Copy out the items below with every "drop a point" changed to "place a marker" and everything else left as it is. Leave the pictures out.

####################

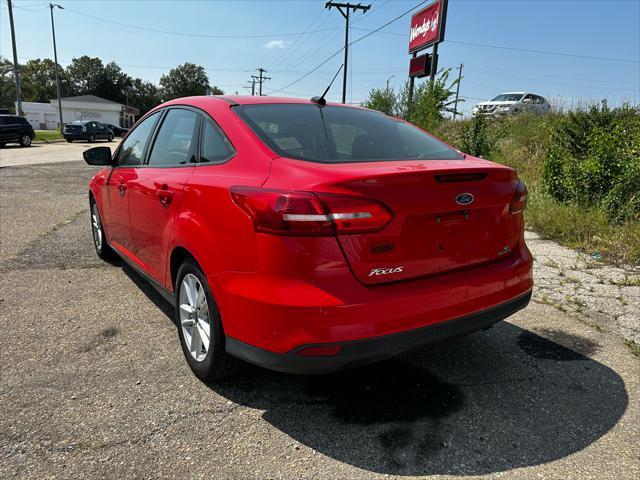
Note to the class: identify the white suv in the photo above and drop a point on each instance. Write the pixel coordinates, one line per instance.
(513, 102)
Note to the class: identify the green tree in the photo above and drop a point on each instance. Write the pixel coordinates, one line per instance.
(431, 100)
(7, 84)
(38, 79)
(384, 100)
(84, 75)
(184, 81)
(90, 76)
(427, 107)
(143, 95)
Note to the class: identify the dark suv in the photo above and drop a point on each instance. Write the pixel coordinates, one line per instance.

####################

Answer to this problem.
Note to the class: identify the white suv in the photo above and place a marker on each instance. Write the pixel coordinates, one line per instance.
(513, 102)
Note to the class: identify the green tree in the photo above and place a marker on each instance. Write the pixel coordinates, one line per instance.
(431, 100)
(7, 84)
(38, 79)
(384, 100)
(84, 75)
(184, 81)
(90, 76)
(427, 107)
(143, 95)
Note to the class: identify the dark suv in the photo above and place a marker on each instance. Write the pixel coordinates, one line per instance.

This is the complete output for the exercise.